*WORK TO BE COMPLETED*. Find every line in the records below that contains the string "clicks" and copy each one out. Case counts.

--- EXCERPTED RECORDS Enclosed Below ---

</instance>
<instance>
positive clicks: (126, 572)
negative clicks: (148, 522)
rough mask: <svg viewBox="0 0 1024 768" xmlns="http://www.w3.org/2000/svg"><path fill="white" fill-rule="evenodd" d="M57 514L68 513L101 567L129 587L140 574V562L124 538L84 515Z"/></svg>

--- End of Enclosed EXCERPTED RECORDS ---

*ANSWER SPACE*.
positive clicks: (126, 572)
negative clicks: (148, 522)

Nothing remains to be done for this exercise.